## TASK PROMPT:
Transcribe each of the lines that follow word for word, without any changes.

++++ MATERIAL

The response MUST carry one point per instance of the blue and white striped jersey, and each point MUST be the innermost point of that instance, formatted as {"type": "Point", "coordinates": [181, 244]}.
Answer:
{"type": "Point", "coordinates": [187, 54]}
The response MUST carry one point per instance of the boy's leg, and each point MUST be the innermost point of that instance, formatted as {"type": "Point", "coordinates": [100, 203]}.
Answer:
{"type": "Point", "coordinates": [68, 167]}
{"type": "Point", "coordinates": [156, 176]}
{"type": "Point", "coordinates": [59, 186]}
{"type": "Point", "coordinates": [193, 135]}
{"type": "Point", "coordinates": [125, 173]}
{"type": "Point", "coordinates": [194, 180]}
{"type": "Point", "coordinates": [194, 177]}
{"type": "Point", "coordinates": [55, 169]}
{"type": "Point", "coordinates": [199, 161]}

++++++++

## COMPLETE ANSWER:
The response MUST carry one point per instance of the blue and white striped jersey, and each point MUST be the innermost point of that instance, formatted as {"type": "Point", "coordinates": [181, 244]}.
Answer:
{"type": "Point", "coordinates": [187, 54]}
The response MUST carry one point per instance of the boy's leg, and each point MUST be the innermost point of that instance, formatted as {"type": "Point", "coordinates": [100, 203]}.
Answer:
{"type": "Point", "coordinates": [68, 167]}
{"type": "Point", "coordinates": [156, 176]}
{"type": "Point", "coordinates": [59, 186]}
{"type": "Point", "coordinates": [193, 135]}
{"type": "Point", "coordinates": [125, 173]}
{"type": "Point", "coordinates": [194, 180]}
{"type": "Point", "coordinates": [194, 177]}
{"type": "Point", "coordinates": [55, 169]}
{"type": "Point", "coordinates": [199, 161]}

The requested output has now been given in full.